▶ **Objective**
Please return the records below word for word, omitting the pictures.

▶ **Record set**
__________

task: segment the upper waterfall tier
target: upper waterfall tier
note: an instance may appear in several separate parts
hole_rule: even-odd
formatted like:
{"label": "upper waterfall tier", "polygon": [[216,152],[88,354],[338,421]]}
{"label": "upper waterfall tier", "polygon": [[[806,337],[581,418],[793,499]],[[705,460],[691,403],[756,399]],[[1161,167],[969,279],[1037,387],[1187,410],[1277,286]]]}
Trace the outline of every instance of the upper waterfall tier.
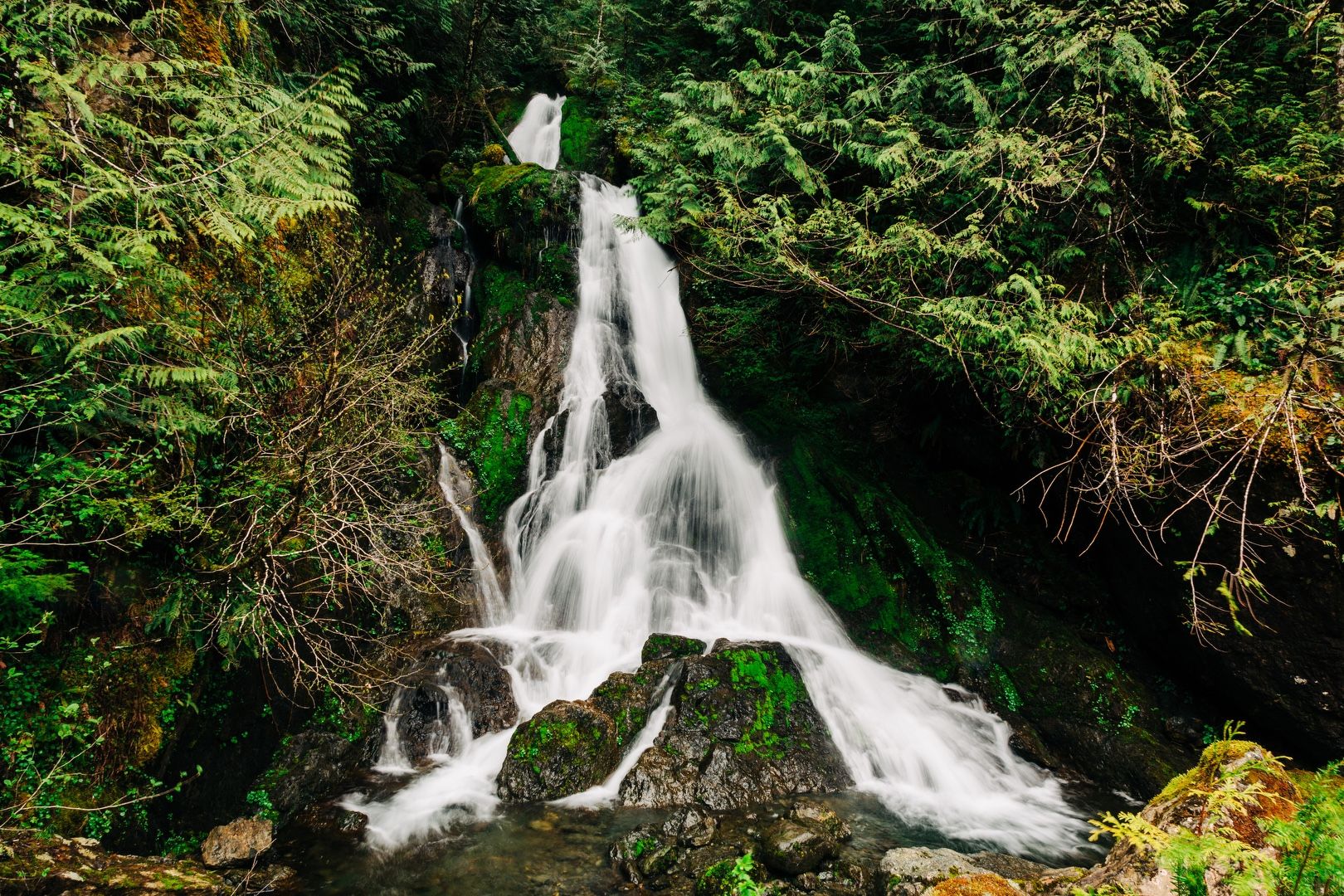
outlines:
{"label": "upper waterfall tier", "polygon": [[519,160],[554,169],[560,161],[560,109],[564,97],[536,94],[508,134]]}
{"label": "upper waterfall tier", "polygon": [[[520,156],[554,165],[562,102],[532,99],[513,132]],[[579,309],[559,411],[508,513],[503,619],[462,634],[511,647],[523,719],[634,669],[656,631],[784,643],[860,790],[953,838],[1075,849],[1083,825],[1059,783],[1012,752],[1001,719],[863,654],[802,579],[771,482],[700,386],[673,259],[622,226],[637,214],[630,189],[582,179]],[[641,396],[659,420],[618,458],[612,394]],[[390,802],[360,805],[370,837],[394,845],[488,814],[505,748],[503,732],[488,735]]]}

__________

▶ **Exercise output**
task: segment the upper waterfall tier
target: upper waterfall tier
note: an instance may appear in several separate parts
hole_rule: even-odd
formatted like:
{"label": "upper waterfall tier", "polygon": [[216,152],[88,354],[338,421]]}
{"label": "upper waterfall tier", "polygon": [[[806,337],[581,418],[793,499]],[[705,460],[691,403],[756,399]],[[1161,167],[969,279],[1037,387],[1187,410],[1277,286]]]}
Trace the outline of every instance of the upper waterfall tier.
outlines:
{"label": "upper waterfall tier", "polygon": [[519,160],[554,169],[560,161],[560,109],[564,97],[536,94],[508,134]]}
{"label": "upper waterfall tier", "polygon": [[[520,156],[554,165],[562,102],[532,99],[513,132]],[[579,309],[559,411],[508,513],[503,619],[462,634],[511,647],[523,719],[634,669],[656,631],[784,643],[860,790],[953,838],[1075,849],[1083,825],[1059,783],[1012,752],[1001,719],[863,654],[802,579],[771,482],[700,386],[673,259],[622,226],[637,214],[630,189],[582,179]],[[641,396],[659,420],[618,458],[612,394]],[[390,802],[360,805],[370,837],[394,845],[488,814],[505,748],[503,732],[488,735]]]}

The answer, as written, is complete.